_Texte fourni_
Sous certains angles, rien n’avait changé. C'était au lendemain de ses 32 ans. Et puis, il y a eu un avant et un après. Nous avons pris les premières photos après la dernière séance de radiothérapie.
Elle voulait que je l’aide à faire «un état des lieux ». Géographie de son corps de femme. Son désir impalpable d'unité, au-dedans et au dehors. Je ne savais vraiment pas quelle forme donner à ses lieux.
La chambre, transformée en studio... Et au fur et à mesure... la parole. Et aussi quelques fous rires. Plusieurs.
Faire naître des images de ses sentiments flous.
"les appareils ont beaucoup tourné autour de moi. Maintenant, c'est moi qui tourne."
Quand elle m'a apporté son dossier médical, elle le tenait comme un objet précieux, je dirais même, comme un enfant. Plus on est jeune, plus votre dossier est lourd et consistant.
Elle me montre, m'explique. Devenue spécialiste malgré elle, elle peut même détecter certaines anomalies. Elle me montre les sentinelles.
Protocole et calendrier précis. On évite de laisser le désordre s'installer. Dès le début des traitements c'est une stratégie indispensable pour tempérer la bourrasque.
Des initiales qui créent des sigles abstraits. De cette façon et dans un sens, la bête noire peut être mise à une certaine distance. Le soir, le face à face se réveille. Prendre le devant. Raser la tête. Un geste volontaire comme un coup de poing à la maladie.
C'est tout un vocabulaire nouveau qu'elle m'apprend. Des termes techniques j'ai retenu peu des choses.
Les acronymes tentent de mettre à distance les émotions. On pourrait les prendre pour des noms de scène. Vocabulaire pour initiés, à ne pas trop divulguer. Les associations de molécules créent des sigles à rallonge, au FEC se rajoute un 5-FU. Imaginez ce que vous voulez. Sigles qui vous transforment en objet d'étude pour que seul votre corps soit présent. Vous, vous pouvez vous absenter.

_À faire_
Répondez, s'il vous plaît, à ces questions sur le texte fourni :
1. Au lendemain de quel anniversaire se situe le début du récit ?
2. En quoi la chambre a-t-elle été transformée ?
3. Quel sigle se rajoute au FEC ?
Le matériel qui suit ne sert pas ici.

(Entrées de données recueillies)
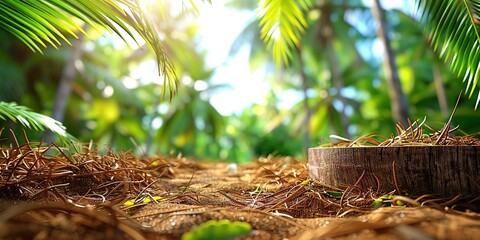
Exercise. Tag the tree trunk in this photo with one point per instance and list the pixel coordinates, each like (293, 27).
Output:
(407, 170)
(327, 36)
(397, 97)
(306, 106)
(65, 85)
(440, 89)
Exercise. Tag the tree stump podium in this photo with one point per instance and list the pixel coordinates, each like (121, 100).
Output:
(414, 170)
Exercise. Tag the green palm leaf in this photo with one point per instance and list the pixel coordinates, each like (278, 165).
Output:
(282, 22)
(33, 120)
(453, 29)
(41, 23)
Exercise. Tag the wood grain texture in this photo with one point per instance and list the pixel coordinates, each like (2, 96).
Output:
(442, 170)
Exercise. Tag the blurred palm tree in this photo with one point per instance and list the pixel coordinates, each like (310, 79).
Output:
(41, 23)
(452, 27)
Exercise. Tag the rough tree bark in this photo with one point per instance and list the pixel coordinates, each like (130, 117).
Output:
(398, 100)
(443, 170)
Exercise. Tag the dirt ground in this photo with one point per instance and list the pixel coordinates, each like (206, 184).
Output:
(101, 196)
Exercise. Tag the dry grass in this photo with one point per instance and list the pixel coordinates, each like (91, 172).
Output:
(79, 193)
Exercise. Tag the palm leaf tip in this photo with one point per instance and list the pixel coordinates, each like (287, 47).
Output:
(453, 30)
(41, 23)
(281, 25)
(33, 120)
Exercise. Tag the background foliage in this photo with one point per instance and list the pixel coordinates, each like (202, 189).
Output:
(333, 66)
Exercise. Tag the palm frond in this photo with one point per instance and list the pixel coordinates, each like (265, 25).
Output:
(41, 23)
(33, 120)
(282, 23)
(453, 31)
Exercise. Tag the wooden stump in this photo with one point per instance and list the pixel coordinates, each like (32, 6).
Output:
(442, 170)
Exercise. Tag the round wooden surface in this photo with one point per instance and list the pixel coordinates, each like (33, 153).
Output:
(442, 170)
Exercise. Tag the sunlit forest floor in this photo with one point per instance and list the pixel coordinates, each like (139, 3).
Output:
(54, 193)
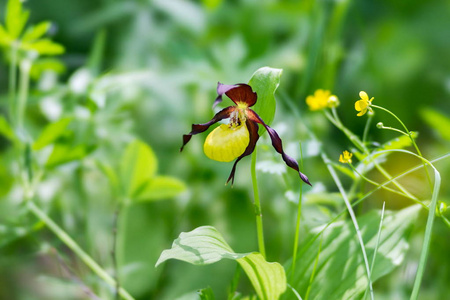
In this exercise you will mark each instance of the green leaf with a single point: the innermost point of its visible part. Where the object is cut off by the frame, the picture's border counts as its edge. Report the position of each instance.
(201, 246)
(206, 294)
(46, 64)
(205, 245)
(340, 271)
(268, 279)
(438, 121)
(110, 173)
(16, 18)
(35, 32)
(51, 133)
(5, 39)
(6, 130)
(44, 47)
(63, 153)
(265, 82)
(137, 167)
(161, 187)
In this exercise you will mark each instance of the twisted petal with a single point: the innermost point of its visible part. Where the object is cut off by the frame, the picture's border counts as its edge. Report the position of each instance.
(240, 93)
(254, 136)
(222, 89)
(199, 128)
(277, 144)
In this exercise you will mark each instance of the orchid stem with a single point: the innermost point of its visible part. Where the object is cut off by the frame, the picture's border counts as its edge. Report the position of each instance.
(258, 211)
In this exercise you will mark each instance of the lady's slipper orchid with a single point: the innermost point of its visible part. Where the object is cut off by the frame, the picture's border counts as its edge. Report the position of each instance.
(237, 139)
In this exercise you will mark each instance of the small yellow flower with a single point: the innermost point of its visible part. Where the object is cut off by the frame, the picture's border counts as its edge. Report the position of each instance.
(346, 157)
(363, 105)
(321, 99)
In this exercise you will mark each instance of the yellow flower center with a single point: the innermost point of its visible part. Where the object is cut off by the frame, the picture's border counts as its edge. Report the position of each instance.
(227, 142)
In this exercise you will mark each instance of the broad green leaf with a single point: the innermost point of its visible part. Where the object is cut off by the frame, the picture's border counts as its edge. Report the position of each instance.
(340, 271)
(206, 294)
(16, 18)
(44, 47)
(161, 187)
(438, 121)
(35, 32)
(51, 133)
(205, 245)
(5, 39)
(137, 166)
(6, 130)
(265, 82)
(201, 246)
(63, 153)
(46, 64)
(268, 279)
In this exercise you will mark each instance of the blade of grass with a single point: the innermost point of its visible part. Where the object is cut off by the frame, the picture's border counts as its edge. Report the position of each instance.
(352, 215)
(376, 245)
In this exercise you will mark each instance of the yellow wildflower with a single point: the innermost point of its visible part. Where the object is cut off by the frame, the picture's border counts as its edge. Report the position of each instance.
(346, 157)
(321, 99)
(363, 105)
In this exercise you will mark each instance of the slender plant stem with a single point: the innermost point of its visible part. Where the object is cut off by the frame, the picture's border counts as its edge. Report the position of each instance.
(69, 242)
(12, 82)
(353, 217)
(313, 273)
(376, 245)
(366, 128)
(258, 211)
(297, 224)
(357, 142)
(410, 136)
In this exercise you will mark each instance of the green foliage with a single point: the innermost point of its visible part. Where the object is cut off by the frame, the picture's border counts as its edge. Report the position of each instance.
(51, 133)
(265, 82)
(268, 279)
(438, 121)
(205, 245)
(206, 294)
(340, 271)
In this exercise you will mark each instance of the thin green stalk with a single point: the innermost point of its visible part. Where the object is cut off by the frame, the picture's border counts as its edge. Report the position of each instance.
(25, 66)
(258, 211)
(297, 224)
(410, 136)
(313, 273)
(366, 128)
(12, 82)
(395, 129)
(357, 142)
(376, 245)
(69, 242)
(352, 216)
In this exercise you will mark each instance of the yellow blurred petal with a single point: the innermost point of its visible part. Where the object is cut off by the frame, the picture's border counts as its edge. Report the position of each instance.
(363, 96)
(361, 105)
(361, 113)
(226, 143)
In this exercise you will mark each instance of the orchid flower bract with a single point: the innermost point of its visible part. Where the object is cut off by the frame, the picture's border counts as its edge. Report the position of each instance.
(237, 139)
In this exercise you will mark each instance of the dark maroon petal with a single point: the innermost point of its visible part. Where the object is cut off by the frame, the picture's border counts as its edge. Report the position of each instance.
(243, 93)
(222, 89)
(277, 144)
(254, 136)
(199, 128)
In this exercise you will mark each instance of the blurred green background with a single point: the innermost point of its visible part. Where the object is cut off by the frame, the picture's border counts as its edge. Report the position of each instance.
(149, 69)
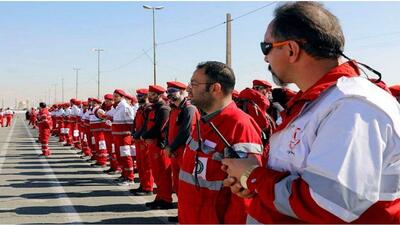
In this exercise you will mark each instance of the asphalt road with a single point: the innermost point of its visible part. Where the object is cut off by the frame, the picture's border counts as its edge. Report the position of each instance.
(62, 188)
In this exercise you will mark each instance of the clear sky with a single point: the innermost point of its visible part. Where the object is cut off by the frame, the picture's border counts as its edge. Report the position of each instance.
(41, 42)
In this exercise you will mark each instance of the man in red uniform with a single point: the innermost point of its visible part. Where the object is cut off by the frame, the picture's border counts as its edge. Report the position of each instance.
(1, 117)
(44, 128)
(122, 122)
(155, 138)
(88, 143)
(96, 127)
(142, 151)
(180, 126)
(202, 197)
(106, 113)
(9, 115)
(60, 121)
(67, 124)
(333, 158)
(75, 112)
(33, 118)
(395, 89)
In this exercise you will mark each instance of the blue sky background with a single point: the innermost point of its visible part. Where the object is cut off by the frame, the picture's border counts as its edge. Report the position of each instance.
(42, 41)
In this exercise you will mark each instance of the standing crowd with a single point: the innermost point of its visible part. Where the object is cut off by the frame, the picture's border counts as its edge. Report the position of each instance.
(326, 154)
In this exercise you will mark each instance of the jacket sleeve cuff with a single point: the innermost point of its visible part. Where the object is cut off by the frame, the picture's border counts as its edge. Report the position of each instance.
(262, 176)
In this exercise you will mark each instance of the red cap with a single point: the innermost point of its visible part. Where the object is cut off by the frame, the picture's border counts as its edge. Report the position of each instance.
(142, 91)
(395, 89)
(120, 92)
(263, 83)
(108, 97)
(235, 94)
(176, 84)
(132, 98)
(98, 101)
(157, 89)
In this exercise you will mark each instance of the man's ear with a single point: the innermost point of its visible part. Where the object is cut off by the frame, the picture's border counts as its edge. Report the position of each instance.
(216, 87)
(294, 51)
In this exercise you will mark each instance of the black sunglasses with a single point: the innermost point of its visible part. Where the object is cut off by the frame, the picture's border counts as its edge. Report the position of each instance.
(266, 47)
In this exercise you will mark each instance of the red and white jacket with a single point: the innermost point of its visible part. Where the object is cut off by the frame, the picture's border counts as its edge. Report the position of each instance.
(335, 158)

_Réponse écrite_
1. Au lendemain de ses 32 ans.
2. En studio.
3. Un 5-FU.